▶ [DATA SUPPLIED]:
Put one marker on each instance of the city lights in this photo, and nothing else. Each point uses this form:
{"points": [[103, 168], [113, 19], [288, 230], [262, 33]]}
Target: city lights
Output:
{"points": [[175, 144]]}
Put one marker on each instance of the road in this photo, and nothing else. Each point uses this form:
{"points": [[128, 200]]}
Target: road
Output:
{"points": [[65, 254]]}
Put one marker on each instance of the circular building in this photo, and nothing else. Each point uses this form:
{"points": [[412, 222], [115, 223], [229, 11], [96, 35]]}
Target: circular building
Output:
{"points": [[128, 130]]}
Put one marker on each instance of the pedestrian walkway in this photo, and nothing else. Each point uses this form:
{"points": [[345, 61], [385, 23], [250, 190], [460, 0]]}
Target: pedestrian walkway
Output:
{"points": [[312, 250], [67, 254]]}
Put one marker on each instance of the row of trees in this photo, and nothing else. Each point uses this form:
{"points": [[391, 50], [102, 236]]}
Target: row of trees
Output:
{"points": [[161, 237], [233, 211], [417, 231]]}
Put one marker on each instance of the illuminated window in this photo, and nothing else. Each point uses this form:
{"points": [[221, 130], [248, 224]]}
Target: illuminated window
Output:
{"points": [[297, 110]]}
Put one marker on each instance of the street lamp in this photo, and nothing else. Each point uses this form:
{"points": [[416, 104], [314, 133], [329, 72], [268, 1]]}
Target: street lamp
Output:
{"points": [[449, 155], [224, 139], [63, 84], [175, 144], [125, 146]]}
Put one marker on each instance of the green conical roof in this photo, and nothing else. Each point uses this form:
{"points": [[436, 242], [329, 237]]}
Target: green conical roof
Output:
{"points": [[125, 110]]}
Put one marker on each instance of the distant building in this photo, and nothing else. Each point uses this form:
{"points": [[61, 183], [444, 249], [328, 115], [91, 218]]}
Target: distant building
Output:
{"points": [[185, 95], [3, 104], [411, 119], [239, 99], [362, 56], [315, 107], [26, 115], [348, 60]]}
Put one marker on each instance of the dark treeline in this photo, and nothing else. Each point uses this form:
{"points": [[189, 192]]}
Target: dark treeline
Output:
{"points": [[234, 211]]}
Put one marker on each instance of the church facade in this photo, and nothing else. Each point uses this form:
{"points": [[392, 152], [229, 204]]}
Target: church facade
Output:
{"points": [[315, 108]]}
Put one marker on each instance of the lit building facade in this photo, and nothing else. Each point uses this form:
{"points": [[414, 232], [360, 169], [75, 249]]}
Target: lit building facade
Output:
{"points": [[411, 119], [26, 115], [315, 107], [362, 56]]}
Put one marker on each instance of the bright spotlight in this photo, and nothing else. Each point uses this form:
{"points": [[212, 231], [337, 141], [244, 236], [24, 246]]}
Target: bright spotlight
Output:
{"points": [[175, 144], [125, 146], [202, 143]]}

▶ [INSTRUCTIONS TO FOLLOW]:
From the line holding "Put one marker on each instance of the lit" down to the final line above, quote every line exactly and only those lines.

▶ [REPLY]:
Put one marker on each instance of the lit building facade in this photo, and nothing else. Each point uses this form:
{"points": [[414, 232], [360, 169], [75, 249]]}
Target: lit building facade
Output:
{"points": [[411, 119], [26, 115], [315, 107], [362, 56]]}
Put one marker on each instance of the bright spotlight in this photo, and nothing else. Each point uses this form:
{"points": [[212, 231], [337, 141], [244, 236], [24, 246]]}
Target: bright spotlight
Output:
{"points": [[175, 144], [125, 146], [202, 143]]}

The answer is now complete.